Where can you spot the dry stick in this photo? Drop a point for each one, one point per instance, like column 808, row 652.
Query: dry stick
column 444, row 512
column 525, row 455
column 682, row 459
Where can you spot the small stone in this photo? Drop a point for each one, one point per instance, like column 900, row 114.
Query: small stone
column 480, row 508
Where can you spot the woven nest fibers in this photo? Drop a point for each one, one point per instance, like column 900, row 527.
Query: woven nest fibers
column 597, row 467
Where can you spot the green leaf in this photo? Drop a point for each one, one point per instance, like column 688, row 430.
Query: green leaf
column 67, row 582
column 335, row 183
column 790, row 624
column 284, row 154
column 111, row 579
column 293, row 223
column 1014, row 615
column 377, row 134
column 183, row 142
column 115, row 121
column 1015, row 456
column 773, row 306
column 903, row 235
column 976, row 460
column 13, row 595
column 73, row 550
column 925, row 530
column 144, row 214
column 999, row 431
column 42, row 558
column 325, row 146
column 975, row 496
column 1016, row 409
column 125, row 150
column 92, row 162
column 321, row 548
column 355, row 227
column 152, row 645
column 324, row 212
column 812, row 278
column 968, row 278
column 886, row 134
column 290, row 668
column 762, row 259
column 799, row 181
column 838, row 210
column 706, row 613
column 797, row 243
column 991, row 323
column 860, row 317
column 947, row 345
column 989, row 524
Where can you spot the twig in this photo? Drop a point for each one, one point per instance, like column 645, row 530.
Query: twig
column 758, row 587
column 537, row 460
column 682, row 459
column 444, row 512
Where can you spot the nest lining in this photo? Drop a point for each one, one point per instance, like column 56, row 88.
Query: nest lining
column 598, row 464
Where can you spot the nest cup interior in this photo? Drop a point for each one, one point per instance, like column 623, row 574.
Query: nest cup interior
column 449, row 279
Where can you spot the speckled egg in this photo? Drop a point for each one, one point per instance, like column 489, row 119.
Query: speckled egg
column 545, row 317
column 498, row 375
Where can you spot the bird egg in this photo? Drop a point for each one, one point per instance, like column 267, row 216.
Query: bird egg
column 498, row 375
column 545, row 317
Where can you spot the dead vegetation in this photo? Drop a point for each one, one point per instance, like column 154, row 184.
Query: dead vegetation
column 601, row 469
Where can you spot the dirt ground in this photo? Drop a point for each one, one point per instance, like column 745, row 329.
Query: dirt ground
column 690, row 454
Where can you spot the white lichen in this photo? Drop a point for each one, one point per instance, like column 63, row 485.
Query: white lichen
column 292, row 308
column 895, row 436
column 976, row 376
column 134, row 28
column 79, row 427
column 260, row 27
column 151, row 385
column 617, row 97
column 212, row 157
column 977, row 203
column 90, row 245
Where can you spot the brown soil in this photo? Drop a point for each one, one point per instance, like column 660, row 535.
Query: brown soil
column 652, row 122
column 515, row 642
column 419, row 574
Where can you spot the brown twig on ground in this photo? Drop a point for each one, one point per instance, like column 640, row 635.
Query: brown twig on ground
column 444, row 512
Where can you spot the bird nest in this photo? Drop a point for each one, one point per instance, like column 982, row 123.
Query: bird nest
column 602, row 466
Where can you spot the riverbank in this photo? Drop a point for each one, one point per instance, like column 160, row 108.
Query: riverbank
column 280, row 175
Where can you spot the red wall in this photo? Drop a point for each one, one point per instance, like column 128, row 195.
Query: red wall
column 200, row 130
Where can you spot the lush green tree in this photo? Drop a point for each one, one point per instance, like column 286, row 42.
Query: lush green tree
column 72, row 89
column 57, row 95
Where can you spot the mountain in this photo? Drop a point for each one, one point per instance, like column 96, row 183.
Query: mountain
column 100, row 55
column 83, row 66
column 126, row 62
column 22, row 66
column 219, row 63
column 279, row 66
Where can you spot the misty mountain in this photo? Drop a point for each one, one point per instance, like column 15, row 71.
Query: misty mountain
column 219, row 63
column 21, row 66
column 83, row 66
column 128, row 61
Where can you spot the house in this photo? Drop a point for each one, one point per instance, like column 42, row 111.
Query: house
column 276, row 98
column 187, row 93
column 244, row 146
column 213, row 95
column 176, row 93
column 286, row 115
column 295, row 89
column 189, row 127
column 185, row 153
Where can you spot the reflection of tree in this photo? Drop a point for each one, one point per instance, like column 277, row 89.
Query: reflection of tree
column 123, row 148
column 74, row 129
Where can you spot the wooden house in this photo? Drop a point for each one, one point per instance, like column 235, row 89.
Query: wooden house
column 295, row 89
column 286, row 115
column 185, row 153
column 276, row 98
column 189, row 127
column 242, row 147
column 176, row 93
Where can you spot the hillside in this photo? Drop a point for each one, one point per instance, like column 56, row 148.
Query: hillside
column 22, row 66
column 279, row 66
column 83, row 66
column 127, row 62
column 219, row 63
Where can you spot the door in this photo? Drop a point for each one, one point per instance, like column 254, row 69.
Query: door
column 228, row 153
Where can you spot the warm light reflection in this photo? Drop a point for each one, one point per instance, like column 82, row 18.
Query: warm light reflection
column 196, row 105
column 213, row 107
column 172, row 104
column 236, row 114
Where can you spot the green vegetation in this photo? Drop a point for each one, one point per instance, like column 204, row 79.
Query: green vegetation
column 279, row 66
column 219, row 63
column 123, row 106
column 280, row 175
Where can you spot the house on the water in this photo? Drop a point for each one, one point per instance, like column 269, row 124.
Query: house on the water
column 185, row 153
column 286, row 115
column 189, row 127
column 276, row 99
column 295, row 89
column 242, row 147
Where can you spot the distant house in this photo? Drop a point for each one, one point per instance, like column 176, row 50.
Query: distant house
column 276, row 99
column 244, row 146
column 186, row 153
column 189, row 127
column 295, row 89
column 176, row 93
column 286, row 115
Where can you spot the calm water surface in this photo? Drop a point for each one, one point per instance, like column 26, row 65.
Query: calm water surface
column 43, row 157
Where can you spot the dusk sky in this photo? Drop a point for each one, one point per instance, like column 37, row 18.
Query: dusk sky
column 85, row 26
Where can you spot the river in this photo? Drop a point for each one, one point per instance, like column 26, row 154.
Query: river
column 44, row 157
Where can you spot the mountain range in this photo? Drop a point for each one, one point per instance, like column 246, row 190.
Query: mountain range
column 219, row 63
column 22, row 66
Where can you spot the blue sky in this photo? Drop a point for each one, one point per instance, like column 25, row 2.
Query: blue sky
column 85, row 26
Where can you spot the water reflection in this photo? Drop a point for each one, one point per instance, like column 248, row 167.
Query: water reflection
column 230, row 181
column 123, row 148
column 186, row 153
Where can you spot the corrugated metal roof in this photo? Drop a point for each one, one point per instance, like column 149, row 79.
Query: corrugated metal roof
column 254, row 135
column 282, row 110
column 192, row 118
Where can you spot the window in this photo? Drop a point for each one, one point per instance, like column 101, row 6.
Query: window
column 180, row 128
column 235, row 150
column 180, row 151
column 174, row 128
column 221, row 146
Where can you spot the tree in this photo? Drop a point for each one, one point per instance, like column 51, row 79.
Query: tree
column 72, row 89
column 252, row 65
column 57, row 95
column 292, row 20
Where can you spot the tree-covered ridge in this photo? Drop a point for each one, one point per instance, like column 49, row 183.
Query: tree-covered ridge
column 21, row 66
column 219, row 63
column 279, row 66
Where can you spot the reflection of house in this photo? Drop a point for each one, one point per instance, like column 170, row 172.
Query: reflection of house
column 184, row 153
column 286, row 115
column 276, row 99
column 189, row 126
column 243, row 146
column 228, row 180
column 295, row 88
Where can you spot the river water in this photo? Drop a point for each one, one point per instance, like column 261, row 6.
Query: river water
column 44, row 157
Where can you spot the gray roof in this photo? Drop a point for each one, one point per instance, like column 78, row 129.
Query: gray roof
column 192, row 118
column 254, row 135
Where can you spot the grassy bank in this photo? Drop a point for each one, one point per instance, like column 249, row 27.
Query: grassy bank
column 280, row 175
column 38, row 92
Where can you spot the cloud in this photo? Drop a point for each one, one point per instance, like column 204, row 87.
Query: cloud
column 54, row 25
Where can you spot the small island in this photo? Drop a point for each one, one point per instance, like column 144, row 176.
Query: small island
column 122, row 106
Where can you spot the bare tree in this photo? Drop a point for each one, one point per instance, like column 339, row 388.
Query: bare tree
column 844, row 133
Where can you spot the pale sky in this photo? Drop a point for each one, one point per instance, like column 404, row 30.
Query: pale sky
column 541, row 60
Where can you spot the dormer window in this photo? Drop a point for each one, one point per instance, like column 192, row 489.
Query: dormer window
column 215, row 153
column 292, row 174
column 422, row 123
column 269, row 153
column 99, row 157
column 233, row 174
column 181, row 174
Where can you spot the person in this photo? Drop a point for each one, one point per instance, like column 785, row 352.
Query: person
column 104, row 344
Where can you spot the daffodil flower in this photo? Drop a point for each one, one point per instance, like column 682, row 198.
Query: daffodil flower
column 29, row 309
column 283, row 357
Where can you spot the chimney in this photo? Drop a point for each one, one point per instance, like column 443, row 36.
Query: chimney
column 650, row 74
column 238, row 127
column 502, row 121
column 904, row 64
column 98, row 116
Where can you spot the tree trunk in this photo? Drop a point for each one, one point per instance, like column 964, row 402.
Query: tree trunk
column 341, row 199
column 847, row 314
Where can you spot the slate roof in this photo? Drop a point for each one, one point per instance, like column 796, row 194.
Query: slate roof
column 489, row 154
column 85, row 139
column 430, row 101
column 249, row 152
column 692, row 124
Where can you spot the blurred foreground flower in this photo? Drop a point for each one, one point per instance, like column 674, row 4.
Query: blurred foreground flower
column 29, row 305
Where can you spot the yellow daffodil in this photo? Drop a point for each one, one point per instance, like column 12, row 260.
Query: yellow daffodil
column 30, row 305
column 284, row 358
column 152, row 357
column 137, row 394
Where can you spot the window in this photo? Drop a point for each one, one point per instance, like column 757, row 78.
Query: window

+===+

→ **Problem to work on**:
Your output should be an exact copy of the lines from the top of the listing above to the line with "Where can you spot the green leaf", both ends included.

→ **Task solution**:
Where can you spot the dry stick in this photo? Drop a point for each one, one point per instance, like column 808, row 652.
Query: dry stick
column 444, row 512
column 525, row 455
column 682, row 459
Where can you spot the small stone in this photo? Drop a point for each one, one point per instance, like column 900, row 114.
Query: small stone
column 480, row 508
Where can you spot the woven nest fibers in this photo? Drop a point for each one, one point per instance, like column 900, row 527.
Query: woven nest fibers
column 597, row 467
Where can you spot the green leaf in this photo? Drop a point for each one, one point per instance, like column 688, row 430.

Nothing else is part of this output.